Reading text

.....

New York movies: The 100 best films set in New York City
From King Kong's spire down to the scummiest subway tunnel, TONY ranks the definitive list of the 100 best New York movies: crime dramas, romantic comedies, documentaries and more.
Tue Jul 3 2012
Carnal Knowledge (1971)
Romantic dissatisfaction and a very Gothamite certainty that there’s always someone better out there shape Mike Nichols’s damning portrait of former college roommates (Art Garfunkel and Jack Nicholson). They navigate 25 years of shifting urban sexual mores but never find what they’re looking for.—Alison Willmore
The Squid and the Whale (2005)
Noah Baumbach’s razor-edged semiautobiographical dramedy is set in a 1980s Brooklyn intellectual community that’s since devoured half the borough. For its cathartic image (see title), the movie revisits a childhood memory likely shared by any impressionable museumgoer of a certain age.—Alison Willmore
Margaret (2011)
Kenneth Lonergan’s ragged masterpiece, haunted by personal and municipal trauma, showcases better than any film the flux of 8 million individual stories going at once. It also captures the way that a life-shaking, permanently altering experience for one teenager (the riveting Anna Paquin) can be just another glittering point in the kaleidoscope of the city.—Alison Willmore
Klute (1971)
Jane Fonda won an Academy Award for her portrayal of a cynical actor (this town is full of them) moonlighting as a Big Apple prostitute. After she’s caught up in the mysterious disappearance of a business executive, director Alan J. Pakula and cinematographer Gordon Willis turn the city streets and alleys into a shadowy paranoiac’s nightmare.—Keith Uhlich
Kramer vs. Kramer (1979)
Robert Benton’s tale of a brutal custody battle is set during a specific, privileged era on the Upper East Side, the place to where upwardly mobile professionals aspired. It becomes Manhattan’s answer to the idyllic suburbs of other movies, beneath the surface of which lie all kinds of trouble.—Alison Willmore
Fame (1980)

.....

Material shown
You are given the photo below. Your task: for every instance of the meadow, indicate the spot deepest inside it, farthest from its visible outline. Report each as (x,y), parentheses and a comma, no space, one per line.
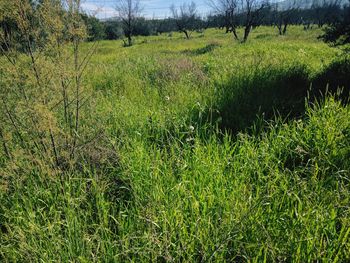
(226,152)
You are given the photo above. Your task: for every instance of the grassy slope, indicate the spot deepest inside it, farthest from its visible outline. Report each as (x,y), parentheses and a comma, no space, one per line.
(188,193)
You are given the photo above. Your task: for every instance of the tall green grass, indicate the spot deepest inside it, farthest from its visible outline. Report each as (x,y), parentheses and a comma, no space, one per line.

.....

Goal
Write out the passage of the New York movies list between "Jane Fonda won" and "vs. Kramer (1979)", inclusive.

Response to the task
Jane Fonda won an Academy Award for her portrayal of a cynical actor (this town is full of them) moonlighting as a Big Apple prostitute. After she’s caught up in the mysterious disappearance of a business executive, director Alan J. Pakula and cinematographer Gordon Willis turn the city streets and alleys into a shadowy paranoiac’s nightmare.—Keith Uhlich
Kramer vs. Kramer (1979)